### [Records supplied]

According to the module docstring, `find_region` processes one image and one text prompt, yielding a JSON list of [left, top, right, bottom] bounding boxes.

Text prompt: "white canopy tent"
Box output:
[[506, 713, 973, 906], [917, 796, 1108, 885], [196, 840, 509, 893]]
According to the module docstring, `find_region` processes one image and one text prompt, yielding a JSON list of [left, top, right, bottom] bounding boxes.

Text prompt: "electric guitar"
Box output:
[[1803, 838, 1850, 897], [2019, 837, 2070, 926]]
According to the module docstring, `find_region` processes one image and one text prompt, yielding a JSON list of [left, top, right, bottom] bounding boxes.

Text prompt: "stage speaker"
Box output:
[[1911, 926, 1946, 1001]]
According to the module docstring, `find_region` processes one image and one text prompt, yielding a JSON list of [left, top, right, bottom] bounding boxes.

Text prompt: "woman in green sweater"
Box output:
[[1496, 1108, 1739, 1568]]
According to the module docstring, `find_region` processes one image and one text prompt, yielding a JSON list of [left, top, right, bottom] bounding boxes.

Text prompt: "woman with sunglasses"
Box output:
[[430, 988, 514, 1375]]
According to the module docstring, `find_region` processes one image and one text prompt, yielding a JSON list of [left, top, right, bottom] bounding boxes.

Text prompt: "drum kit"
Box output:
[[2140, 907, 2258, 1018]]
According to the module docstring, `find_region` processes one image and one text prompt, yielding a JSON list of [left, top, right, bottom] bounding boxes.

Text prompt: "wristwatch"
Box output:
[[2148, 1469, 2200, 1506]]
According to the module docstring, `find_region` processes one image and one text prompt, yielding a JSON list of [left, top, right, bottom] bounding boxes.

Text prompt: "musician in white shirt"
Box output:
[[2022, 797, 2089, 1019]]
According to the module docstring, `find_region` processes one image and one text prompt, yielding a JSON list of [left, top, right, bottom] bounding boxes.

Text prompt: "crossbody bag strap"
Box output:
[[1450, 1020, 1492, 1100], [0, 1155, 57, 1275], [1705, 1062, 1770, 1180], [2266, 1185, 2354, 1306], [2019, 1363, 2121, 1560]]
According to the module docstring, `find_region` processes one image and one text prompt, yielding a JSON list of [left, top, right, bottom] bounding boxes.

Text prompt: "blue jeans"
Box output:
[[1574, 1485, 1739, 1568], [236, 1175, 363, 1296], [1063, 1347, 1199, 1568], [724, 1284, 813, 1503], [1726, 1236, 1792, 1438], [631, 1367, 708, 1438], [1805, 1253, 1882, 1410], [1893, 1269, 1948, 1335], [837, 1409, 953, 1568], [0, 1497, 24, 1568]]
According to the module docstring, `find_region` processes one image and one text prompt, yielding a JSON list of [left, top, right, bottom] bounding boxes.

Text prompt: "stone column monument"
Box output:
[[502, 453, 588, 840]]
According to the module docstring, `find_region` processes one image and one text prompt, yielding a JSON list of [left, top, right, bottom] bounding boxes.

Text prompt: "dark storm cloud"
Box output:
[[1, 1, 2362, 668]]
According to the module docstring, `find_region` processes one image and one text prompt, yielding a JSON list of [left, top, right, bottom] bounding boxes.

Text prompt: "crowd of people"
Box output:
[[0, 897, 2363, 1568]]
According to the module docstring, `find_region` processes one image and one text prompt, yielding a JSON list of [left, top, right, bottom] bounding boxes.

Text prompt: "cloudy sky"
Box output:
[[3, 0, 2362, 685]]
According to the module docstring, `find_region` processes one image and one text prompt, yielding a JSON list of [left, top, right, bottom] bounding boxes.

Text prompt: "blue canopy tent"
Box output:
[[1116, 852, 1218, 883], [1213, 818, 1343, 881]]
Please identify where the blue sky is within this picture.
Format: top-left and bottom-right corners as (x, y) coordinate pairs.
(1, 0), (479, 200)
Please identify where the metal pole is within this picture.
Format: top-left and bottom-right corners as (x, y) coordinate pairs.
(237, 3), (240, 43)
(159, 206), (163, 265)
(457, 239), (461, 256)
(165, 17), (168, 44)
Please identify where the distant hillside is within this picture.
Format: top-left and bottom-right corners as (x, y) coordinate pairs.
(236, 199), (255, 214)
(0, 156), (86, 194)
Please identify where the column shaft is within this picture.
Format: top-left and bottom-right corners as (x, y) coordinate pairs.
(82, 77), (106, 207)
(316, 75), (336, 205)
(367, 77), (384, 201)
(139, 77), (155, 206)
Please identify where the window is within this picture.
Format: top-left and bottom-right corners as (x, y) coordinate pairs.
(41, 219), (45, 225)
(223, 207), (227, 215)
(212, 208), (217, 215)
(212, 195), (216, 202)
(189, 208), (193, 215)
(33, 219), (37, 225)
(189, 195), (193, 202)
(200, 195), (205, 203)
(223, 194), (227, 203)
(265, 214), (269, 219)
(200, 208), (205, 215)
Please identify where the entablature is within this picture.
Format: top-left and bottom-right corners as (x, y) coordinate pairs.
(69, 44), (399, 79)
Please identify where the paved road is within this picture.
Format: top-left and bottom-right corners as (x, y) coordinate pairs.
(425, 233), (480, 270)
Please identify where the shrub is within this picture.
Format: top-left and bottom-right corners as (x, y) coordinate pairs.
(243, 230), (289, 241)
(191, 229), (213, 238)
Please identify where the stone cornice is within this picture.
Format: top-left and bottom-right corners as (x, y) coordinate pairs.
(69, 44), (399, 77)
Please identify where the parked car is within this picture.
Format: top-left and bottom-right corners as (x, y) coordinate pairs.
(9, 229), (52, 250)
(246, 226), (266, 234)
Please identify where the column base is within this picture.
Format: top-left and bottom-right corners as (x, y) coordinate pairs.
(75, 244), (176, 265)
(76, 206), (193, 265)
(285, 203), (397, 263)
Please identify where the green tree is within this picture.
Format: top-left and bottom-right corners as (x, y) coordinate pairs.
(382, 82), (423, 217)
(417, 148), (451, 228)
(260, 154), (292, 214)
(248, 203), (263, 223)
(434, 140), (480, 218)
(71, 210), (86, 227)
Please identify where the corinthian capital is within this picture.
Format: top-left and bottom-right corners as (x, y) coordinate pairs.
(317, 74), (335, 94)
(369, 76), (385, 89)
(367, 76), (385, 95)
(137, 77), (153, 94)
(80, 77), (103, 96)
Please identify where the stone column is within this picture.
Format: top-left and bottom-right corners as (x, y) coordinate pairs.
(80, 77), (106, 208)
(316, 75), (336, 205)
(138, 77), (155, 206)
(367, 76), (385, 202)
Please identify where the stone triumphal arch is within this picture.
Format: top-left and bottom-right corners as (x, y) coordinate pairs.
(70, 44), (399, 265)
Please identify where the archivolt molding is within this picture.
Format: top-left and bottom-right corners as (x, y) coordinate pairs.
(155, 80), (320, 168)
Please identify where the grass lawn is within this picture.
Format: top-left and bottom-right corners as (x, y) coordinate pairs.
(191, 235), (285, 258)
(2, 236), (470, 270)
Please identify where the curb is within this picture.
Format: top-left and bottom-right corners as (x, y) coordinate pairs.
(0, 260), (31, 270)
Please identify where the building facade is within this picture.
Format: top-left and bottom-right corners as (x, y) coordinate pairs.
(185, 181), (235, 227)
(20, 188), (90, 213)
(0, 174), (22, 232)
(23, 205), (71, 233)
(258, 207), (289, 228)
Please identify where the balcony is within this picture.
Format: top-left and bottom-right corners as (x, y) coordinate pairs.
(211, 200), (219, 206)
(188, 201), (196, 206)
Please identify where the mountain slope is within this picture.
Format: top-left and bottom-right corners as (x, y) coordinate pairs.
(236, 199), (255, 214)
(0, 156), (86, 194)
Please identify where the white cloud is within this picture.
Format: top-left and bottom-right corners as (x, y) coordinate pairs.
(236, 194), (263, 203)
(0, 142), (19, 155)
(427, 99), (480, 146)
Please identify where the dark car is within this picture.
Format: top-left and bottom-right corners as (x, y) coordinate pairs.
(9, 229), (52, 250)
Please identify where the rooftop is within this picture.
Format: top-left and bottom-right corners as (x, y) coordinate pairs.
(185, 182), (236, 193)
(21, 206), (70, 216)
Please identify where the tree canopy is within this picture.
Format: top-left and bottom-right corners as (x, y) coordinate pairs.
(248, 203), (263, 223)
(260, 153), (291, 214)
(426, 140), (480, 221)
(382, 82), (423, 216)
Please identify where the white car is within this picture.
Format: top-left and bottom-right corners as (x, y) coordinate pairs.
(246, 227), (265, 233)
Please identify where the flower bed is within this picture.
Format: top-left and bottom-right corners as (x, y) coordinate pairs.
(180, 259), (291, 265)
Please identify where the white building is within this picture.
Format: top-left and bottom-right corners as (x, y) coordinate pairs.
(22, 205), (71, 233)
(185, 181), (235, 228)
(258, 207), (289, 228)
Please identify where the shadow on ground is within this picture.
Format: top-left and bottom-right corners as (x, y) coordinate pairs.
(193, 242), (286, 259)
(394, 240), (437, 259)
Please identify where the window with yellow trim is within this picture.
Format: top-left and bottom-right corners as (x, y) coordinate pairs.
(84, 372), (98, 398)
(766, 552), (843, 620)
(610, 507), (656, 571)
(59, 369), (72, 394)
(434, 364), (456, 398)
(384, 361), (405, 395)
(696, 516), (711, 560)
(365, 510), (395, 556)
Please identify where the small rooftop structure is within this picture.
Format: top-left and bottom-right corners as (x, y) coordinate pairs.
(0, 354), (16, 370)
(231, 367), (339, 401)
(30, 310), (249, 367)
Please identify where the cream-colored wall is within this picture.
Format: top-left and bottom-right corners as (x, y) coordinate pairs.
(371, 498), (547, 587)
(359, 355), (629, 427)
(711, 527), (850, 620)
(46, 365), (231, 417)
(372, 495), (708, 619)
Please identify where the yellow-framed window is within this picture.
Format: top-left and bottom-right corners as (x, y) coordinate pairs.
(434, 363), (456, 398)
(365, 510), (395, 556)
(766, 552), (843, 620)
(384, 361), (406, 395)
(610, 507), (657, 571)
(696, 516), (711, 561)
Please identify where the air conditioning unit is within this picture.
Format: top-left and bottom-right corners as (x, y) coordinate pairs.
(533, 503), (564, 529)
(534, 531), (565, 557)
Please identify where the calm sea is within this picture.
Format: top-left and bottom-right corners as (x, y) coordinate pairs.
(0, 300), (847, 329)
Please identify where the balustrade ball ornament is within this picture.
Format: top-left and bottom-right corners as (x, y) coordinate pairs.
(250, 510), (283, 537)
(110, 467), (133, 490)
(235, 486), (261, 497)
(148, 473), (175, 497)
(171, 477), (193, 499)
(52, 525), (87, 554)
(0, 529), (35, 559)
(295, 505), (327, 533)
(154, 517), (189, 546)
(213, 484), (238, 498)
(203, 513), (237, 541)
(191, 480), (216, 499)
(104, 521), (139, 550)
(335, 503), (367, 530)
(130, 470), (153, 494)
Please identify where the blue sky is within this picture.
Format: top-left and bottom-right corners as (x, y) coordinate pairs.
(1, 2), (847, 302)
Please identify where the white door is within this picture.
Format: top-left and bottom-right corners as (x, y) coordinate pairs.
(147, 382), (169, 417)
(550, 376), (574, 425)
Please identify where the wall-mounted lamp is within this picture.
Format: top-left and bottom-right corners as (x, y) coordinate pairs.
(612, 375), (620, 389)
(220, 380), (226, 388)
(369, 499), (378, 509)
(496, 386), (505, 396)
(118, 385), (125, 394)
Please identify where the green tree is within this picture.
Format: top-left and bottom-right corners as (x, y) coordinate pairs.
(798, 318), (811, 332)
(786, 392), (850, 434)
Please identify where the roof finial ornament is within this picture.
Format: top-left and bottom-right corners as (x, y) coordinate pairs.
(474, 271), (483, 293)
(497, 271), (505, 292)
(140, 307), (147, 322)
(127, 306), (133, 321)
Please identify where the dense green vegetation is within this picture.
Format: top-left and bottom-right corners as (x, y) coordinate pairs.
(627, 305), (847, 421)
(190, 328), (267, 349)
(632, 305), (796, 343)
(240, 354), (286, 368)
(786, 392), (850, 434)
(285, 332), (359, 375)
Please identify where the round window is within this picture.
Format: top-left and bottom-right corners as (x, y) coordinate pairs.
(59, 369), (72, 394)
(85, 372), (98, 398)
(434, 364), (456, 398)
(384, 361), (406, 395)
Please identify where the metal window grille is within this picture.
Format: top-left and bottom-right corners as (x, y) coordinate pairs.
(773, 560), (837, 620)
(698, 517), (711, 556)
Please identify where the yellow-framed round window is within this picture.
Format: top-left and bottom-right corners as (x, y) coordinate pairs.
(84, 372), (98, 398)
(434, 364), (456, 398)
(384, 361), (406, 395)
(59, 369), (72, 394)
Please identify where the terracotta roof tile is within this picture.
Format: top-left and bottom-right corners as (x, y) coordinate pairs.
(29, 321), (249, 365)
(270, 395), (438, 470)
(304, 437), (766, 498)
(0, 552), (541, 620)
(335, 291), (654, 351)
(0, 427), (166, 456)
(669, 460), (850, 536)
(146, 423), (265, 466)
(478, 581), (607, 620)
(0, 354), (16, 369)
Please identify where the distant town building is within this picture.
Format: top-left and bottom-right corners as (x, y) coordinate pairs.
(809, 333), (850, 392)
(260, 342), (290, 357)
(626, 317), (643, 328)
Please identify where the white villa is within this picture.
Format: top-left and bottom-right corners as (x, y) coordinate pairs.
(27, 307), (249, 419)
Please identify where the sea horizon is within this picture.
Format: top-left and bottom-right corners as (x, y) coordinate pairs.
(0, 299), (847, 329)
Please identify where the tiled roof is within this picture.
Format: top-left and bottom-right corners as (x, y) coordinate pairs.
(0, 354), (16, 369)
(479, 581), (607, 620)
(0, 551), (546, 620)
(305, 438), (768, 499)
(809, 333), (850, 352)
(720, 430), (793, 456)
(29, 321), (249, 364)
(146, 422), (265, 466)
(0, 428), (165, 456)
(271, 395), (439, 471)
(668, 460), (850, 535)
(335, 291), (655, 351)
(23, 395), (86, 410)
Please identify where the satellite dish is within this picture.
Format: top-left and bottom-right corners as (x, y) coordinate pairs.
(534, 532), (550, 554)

### [Task directions]
Return a word-for-word copy of the lines above from the one holding "Please identify where the yellow-framed round" through the one holding "Please identify where the white villa", with both of them included and nothing besides.

### [Result]
Please identify where the yellow-framed round window is within this picture.
Format: top-left and bottom-right corners as (x, y) coordinate pairs.
(84, 372), (98, 398)
(434, 364), (456, 398)
(384, 361), (406, 395)
(59, 369), (72, 394)
Please identify where the terracotta roof tile is within this picture.
Format: top-left and bottom-right corners as (x, y) coordinate pairs.
(29, 321), (249, 365)
(270, 395), (438, 470)
(304, 437), (766, 498)
(0, 552), (541, 620)
(335, 291), (654, 351)
(0, 427), (166, 456)
(669, 460), (850, 536)
(146, 423), (265, 466)
(478, 581), (607, 620)
(0, 354), (16, 369)
Please identify where the distant town building is within this picture.
Format: top-left and bottom-right corners as (x, y) coordinate pairs.
(809, 333), (850, 392)
(260, 342), (290, 357)
(626, 317), (643, 328)
Please identify where the white villa is within this picture.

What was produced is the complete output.